Oh, yeah, this is much better. It easily handles 20 people on the Z-machine without a problem, with no noticeable lag. So let’s take this from the top!
Once again, our global variables. These could just as well be constants, really, except that for the demo I want the player to supply them.
(global variable (total number of people 5))
(global variable (number of knaves 2))
(number of knights $Knights)
(total number of people $Total)
(number of knaves $Knaves)
($Total minus $Knaves into $Knights)
(global variable (number of statements 8))
Now, once again, we want to build a graph with [total number of people] vertices, with the following properties:
- [number of statements] directed edges
- every vertex has at least one edge originating from it
- the graph is connected, when edge directions are ignored
But this time we’re going to come at it from the opposite direction: we’re going to generate a minimal connected graph (that is, a spanning tree), then add random edges to it, instead of starting with a maximal connected graph (a complete graph) and removing random edges.
Since the graphs are going to be sparse, now, we can use adjacency lists instead of an adjacency matrix. In other words, our graph representation will be a list of lists of edges, with one list for each vertex.
(empty graph $G)
(total number of people $N)
($N instances of [] into $G)
(0 instances of $ into [])
($N instances of $Value into [$Value|$Tail])
($N minus 1 into $Nm1)
($Nm1 instances of $Value into $Tail)
As before, I find the way the library named these predicates deeply unintuitive, so I’m using my own.
(change entry 1 of [$|$Tail] to $Value into [$Value|$Tail])
(change entry $N of [$Head|$Tail] to $Value into [$Head|$NewTail])
($N minus 1 into $Nm1)
(change entry $Nm1 of $Tail to $Value into $NewTail)
(entry 1 of [$Head | $] into $Head)
(entry $N of [$ | $Tail] into $Value)
($N minus 1 into $Nm1)
(entry $Nm1 of $Tail into $Value)
And some more utilities in the same vein, since Dialog doesn’t have “modify in place” as a core concept.
(increment entry 1 of [$Old|$Tail] into [$New|$Tail])
($Old plus 1 into $New)
(increment entry $N of [$Head|$Tail] into [$Head|$NewTail])
($N minus 1 into $Nm1)
(increment entry $Nm1 of $Tail into $NewTail)
(decrement entry 1 of [$Old|$Tail] into [$New|$Tail])
($Old minus 1 into $New)
(decrement entry $N of [$Head|$Tail] into [$Head|$NewTail])
($N minus 1 into $Nm1)
(decrement entry $Nm1 of $Tail into $NewTail)
(prepend $Value to entry 1 of [$Head|$Tail] into [ [$Value|$Head] | $Tail])
(prepend $Value to entry $N of [$Head|$Tail] into [$Head|$NewTail])
($N minus 1 into $Nm1)

• Data records:
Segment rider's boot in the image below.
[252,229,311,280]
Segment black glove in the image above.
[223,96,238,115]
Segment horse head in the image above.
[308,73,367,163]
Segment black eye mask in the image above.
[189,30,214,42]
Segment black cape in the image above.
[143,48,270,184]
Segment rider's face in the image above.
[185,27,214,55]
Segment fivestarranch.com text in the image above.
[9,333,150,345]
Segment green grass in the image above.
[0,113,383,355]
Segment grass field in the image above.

* * *

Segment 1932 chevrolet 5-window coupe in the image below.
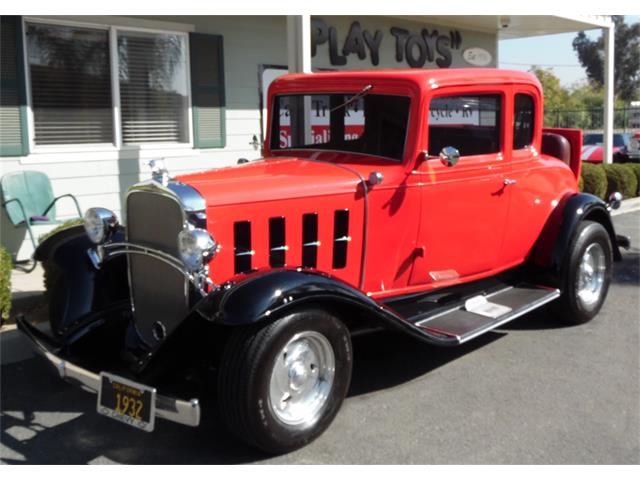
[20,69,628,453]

• Given task 1:
Answer these from the post on building the graph:
(a) How many people can it handle on the Z-machine with no noticeable lag?
(b) What minimal connected graph is generated first before random edges are added?
(c) What graph representation is used instead of an adjacency matrix?
• Given task 2: Please give back the listing stretch from the line containing "Segment horse head in the image above." through the line containing "Segment grass field in the image above.", substituting "dark" for "black" and leaving everything else unchanged.

• Complete output 1:
(a) 20 people
(b) A spanning tree
(c) Adjacency lists

• Complete output 2:
Segment horse head in the image above.
[308,73,367,163]
Segment dark eye mask in the image above.
[189,30,214,42]
Segment dark cape in the image above.
[143,48,270,184]
Segment rider's face in the image above.
[185,27,214,55]
Segment fivestarranch.com text in the image above.
[9,333,150,345]
Segment green grass in the image above.
[0,113,383,355]
Segment grass field in the image above.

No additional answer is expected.